How can I continue to connect with teens when schedules are busy and their normal routines are disrupted?

What We Cover

00:00  Introduction and Humor
02:57  Connecting with Busy Teens
06:03  Utilizing Everyday Moments for Connection
09:00  Meeting Teens Where They Are
12:03  The Importance of Presence
15:03  Consistency in Communication
18:03  Navigating Distant Relationships
20:48  Conclusion and Encouragement

Why This Matters More Than Ever

1. Teens Still Need Us

Even if they’re acting super independent or glued to their phones, teens still crave guidance, stability, and support from trusted adults.

2. Disruptions Can Be Stressful

 A change in rhythm—whether it’s sports seasons, vacations, exams, or family events—can make teens feel overwhelmed or isolated. You can be their steady, calm in the chaos.

3. Small Check-ins Build Big Trust

 You don’t need more time. You just need to make the most of the time you do have.

Perspective Shift

Over the summer, connecting might look different. But showing up matters the most when it takes more effort!

It’s easy to feel disconnected when schedules don’t align, but relationships with teens don’t have to be ‘all or nothing.’

Small moments of connection can make a big difference.

What can you do to make connection happen?

Try These 5 Simple Strategies:

Make the Most of Small Moments

You don’t need a long, sit-down heart-to-heart to connect with a teen.

Some of the best conversations happen during everyday moments—car rides, making dinner, running errands, or even during the commercial break of a show. Use those natural pauses to check-in.

Ask something light like, “What was one high and one low from your day?” or “What’s something funny that happened this week?” You can even try something playful like a “Fist to Five”—ask how they’re doing on a scale from a closed fist (zero) to five fingers. These mini check-ins help you stay in tune without feeling forced or heavy.

Use Technology to Your Advantage

When in-person time is limited, digital connection can bridge the gap.

A simple text saying, “Thinking about you today—hope practice went well!” can brighten their day more than you might think. Try sending a meme, a song you know they like, or an inside joke that reminds them you’re thinking about them.

If you want to make it more personal, record a quick voice memo or video message—something they can hear in your voice or see on your face.

These small gestures make it easy to stay connected in a format that feels natural to them.

Meet Them Where They Are

If your teen is in a season where they’re juggling a lot—school, sports, rehearsals, part-time jobs—connection might mean showing up where they already are, rather than pulling them out of their world.

Maybe you only catch the second half of their game, or you sit nearby while they do homework without needing to chat. These quiet ways of being present can speak volumes.

You can also ask about what’s capturing their attention: “What’s a song you have on repeat lately?” or “What show are you hooked on right now?”

Showing genuine interest in their interests builds trust and opens doors.

Be Predictable and Consistent

When everything around them feels chaotic or uncertain, teens appreciate something that feels steady.

Even one predictable point of contact each week can become a lifeline.

Maybe it’s a Sunday night check-in where you ask, “What’s coming up for you this week?” Or a regular stop for coffee or smoothies after practice. Even just sending a “Good luck!” text before a big test or performance shows you’re tuned in.

Consistency—more than quantity—builds a sense of safety and connection over time.

Keep The Pressure Low

Let’s be honest—teens don’t always want to talk when we’re ready to listen.

**TASKS FOR THIS EXERCISE**
- 1) Answer the following from the text on connecting with teens:
(a) At what timestamp does the segment "Navigating Distant Relationships" begin?
(b) In the "Fist to Five" check-in, what gesture stands for zero?
(c) According to the text, what builds a sense of safety and connection over time more than quantity does?
- 2) Rewrite the text on connecting with teens between "3. Small Check-ins" and "make connection happen?", inclusive, substituting "distant" for "disconnected".
- 3) Translate this sentence from the text on connecting with teens into Spanish: "Small moments of connection can make a big difference."
The data that come next were drawn from a separate source.

**COLLECTED DATA**
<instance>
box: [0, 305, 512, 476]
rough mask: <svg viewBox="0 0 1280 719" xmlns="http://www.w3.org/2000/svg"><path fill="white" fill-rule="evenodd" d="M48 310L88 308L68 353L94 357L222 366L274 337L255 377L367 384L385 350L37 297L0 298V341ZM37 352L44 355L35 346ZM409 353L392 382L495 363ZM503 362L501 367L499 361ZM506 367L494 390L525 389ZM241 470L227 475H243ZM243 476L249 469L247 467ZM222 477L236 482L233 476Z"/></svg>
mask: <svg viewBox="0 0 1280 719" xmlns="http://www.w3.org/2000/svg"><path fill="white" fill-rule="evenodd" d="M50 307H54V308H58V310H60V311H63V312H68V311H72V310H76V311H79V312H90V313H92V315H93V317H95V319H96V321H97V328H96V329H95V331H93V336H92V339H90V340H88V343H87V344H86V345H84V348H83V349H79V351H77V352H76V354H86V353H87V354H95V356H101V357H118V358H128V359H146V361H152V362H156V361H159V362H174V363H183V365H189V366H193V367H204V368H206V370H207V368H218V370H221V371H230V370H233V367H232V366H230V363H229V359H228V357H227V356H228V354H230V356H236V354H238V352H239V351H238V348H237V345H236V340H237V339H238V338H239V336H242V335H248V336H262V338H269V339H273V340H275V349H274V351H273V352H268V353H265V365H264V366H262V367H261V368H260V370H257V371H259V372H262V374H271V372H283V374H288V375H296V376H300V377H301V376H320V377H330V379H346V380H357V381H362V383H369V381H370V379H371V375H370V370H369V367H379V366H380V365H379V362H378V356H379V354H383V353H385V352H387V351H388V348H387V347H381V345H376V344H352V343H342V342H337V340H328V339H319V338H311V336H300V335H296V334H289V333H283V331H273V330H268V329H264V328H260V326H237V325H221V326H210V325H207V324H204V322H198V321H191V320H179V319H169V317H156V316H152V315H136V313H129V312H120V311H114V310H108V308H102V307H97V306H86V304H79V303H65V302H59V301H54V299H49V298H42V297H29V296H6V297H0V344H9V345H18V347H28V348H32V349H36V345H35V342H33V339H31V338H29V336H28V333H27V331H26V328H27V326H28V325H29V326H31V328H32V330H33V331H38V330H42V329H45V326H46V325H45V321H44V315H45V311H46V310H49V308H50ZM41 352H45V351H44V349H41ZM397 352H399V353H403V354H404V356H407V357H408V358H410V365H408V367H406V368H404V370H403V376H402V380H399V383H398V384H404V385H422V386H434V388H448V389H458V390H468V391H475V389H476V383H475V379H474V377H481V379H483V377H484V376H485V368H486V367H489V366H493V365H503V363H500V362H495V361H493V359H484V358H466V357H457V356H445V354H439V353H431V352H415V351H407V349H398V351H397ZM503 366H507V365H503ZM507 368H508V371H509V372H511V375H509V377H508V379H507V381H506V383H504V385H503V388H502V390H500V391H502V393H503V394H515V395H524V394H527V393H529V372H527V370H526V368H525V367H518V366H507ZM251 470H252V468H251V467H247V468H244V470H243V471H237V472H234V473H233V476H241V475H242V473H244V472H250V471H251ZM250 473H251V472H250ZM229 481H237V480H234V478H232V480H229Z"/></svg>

**ANSWERS TO THIS EXERCISE**
- 1)
(a) 18:03
(b) A closed fist
(c) Consistency

- 2)
3. Small Check-ins Build Big Trust

 You don’t need more time. You just need to make the most of the time you do have.

Perspective Shift

Over the summer, connecting might look different. But showing up matters the most when it takes more effort!

It’s easy to feel distant when schedules don’t align, but relationships with teens don’t have to be ‘all or nothing.’

Small moments of connection can make a big difference.

What can you do to make connection happen?

- 3) Los pequeños momentos de conexión pueden marcar una gran diferencia.